● Task inputs:
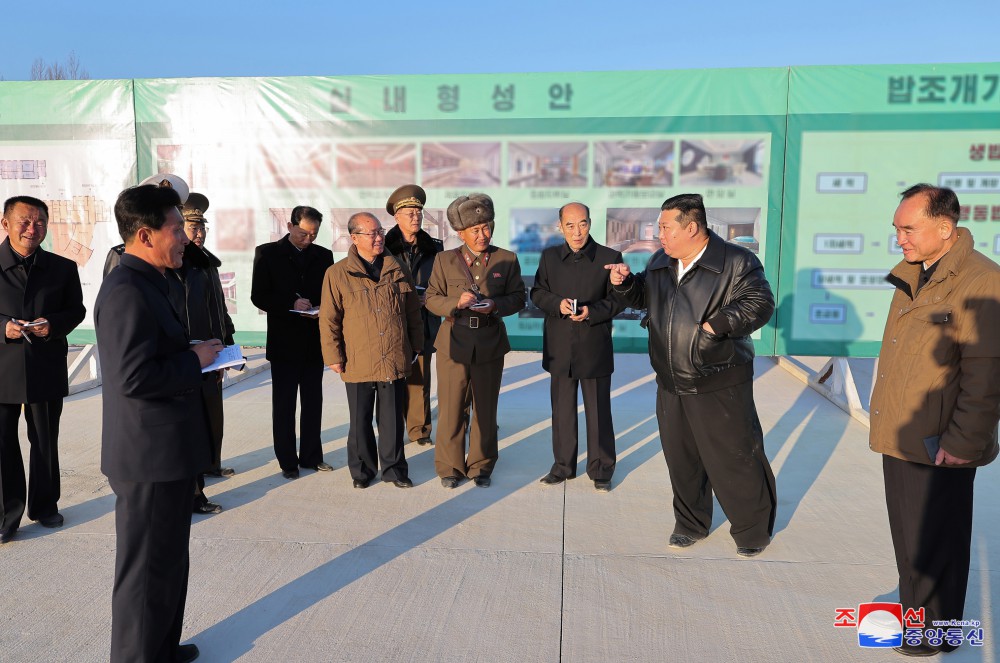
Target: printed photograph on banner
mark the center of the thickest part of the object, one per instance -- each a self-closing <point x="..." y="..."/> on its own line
<point x="465" y="165"/>
<point x="540" y="165"/>
<point x="212" y="166"/>
<point x="713" y="162"/>
<point x="625" y="163"/>
<point x="385" y="165"/>
<point x="532" y="230"/>
<point x="296" y="165"/>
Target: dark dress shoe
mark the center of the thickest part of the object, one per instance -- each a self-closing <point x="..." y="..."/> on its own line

● Objective:
Rewrite all of the items above with "thickest" replaced by "widest" everywhere and nothing else changed, omitting the pictures.

● Result:
Target: printed photograph on banner
mark the center of the widest part of the object, one per instance -- each a self-closing <point x="..." y="..."/> on its own line
<point x="465" y="165"/>
<point x="540" y="165"/>
<point x="212" y="166"/>
<point x="713" y="162"/>
<point x="625" y="163"/>
<point x="385" y="165"/>
<point x="532" y="230"/>
<point x="296" y="165"/>
Target: dark dress shoe
mark the center of the widest part of the object, one per instance -- each a self-closing <point x="..." y="..."/> on its own line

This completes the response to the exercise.